Exercise instructions: State how many lines of the data below contain the string "camera", treating uppercase and lowercase letters as distinct, and give only that number.

Records contained in a dataset
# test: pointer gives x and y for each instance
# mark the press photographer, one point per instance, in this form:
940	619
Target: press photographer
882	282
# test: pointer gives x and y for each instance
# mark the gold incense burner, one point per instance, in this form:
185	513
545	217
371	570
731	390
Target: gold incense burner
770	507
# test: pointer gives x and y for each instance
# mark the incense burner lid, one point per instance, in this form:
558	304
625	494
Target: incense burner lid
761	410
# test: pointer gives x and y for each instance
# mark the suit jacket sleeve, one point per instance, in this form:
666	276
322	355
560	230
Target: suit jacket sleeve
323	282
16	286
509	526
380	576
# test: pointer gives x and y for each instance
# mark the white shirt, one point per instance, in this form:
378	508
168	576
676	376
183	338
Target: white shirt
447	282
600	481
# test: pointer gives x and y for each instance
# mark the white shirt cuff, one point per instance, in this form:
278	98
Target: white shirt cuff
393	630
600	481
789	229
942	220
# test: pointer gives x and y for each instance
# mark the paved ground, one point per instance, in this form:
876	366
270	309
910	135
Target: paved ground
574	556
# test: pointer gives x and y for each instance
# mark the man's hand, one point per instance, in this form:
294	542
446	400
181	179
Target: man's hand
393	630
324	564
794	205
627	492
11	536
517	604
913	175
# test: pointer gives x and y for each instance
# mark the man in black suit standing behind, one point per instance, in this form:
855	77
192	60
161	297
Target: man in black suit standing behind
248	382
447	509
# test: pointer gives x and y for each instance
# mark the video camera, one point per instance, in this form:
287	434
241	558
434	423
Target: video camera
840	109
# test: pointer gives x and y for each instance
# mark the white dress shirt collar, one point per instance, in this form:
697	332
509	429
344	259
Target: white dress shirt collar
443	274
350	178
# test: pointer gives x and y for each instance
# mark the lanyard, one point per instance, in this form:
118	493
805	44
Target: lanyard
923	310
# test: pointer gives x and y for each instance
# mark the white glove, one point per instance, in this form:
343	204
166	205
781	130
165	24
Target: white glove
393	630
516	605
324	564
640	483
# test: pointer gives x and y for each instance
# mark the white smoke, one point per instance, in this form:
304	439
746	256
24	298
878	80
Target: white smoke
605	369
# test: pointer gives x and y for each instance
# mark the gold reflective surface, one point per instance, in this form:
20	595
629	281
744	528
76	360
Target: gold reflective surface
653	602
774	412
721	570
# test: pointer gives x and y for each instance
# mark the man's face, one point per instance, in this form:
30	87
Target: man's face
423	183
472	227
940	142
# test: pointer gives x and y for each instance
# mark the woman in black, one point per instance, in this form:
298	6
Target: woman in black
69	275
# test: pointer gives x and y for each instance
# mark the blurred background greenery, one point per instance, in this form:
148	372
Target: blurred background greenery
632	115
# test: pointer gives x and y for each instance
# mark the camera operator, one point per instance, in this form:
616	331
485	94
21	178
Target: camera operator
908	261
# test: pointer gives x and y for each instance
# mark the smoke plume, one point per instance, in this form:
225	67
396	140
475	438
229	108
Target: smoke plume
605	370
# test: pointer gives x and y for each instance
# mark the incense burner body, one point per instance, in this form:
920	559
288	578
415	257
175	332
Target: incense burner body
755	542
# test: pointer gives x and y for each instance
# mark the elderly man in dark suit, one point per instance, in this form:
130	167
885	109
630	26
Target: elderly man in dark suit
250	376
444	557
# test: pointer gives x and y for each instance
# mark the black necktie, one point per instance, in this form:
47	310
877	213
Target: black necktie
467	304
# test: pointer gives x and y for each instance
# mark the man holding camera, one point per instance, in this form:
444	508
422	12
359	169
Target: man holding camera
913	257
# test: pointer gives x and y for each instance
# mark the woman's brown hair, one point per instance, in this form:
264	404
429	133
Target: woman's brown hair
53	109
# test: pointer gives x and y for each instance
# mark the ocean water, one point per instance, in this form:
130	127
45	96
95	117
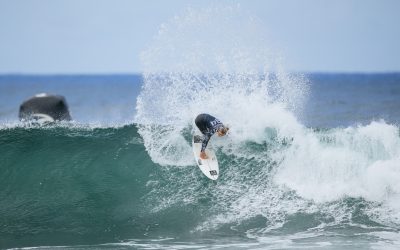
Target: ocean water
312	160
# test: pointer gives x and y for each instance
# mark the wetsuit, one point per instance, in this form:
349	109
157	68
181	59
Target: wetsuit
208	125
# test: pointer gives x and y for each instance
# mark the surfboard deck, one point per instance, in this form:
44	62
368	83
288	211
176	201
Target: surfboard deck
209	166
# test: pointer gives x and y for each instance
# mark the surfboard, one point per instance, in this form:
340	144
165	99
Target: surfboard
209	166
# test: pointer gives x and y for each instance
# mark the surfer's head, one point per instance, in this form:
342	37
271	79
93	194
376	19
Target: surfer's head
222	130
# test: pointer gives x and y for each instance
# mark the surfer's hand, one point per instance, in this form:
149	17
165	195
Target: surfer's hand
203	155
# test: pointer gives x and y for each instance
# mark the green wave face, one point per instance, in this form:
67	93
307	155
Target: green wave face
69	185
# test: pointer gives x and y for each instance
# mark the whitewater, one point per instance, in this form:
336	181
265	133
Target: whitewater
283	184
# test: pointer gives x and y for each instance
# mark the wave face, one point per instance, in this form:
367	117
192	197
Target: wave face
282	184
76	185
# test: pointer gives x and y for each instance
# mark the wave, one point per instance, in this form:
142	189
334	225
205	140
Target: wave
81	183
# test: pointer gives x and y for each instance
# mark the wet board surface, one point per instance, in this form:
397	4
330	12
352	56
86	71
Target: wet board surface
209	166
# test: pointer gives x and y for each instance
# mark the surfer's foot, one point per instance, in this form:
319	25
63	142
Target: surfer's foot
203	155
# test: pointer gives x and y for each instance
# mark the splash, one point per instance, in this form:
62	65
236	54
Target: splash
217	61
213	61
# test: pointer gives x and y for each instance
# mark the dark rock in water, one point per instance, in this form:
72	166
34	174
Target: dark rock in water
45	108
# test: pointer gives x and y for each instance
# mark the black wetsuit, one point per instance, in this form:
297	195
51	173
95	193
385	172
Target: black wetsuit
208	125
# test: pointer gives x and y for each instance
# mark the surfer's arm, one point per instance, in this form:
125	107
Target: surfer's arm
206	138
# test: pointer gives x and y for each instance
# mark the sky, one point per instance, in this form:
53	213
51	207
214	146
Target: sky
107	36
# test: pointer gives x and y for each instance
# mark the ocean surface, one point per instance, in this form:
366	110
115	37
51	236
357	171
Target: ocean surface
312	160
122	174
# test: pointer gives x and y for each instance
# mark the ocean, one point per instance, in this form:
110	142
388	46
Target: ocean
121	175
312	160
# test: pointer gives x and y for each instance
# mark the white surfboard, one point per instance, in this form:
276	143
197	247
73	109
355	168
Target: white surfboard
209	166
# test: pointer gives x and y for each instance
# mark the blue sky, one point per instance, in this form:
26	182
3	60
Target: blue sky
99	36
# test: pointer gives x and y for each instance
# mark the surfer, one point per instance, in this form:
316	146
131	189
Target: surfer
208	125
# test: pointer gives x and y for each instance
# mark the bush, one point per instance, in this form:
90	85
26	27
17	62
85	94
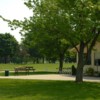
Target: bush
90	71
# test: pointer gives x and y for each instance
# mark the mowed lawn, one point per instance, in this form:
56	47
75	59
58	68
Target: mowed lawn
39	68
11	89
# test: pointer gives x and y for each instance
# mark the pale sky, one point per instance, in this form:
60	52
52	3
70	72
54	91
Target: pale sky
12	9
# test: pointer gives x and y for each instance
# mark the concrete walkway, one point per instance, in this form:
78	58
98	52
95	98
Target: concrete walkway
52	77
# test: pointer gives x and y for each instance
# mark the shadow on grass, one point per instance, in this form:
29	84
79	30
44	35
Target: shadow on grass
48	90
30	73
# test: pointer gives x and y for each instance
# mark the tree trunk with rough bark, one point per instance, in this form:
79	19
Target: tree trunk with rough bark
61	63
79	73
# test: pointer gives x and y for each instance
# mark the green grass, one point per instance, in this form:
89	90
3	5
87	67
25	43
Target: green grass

Response to this exercise: 6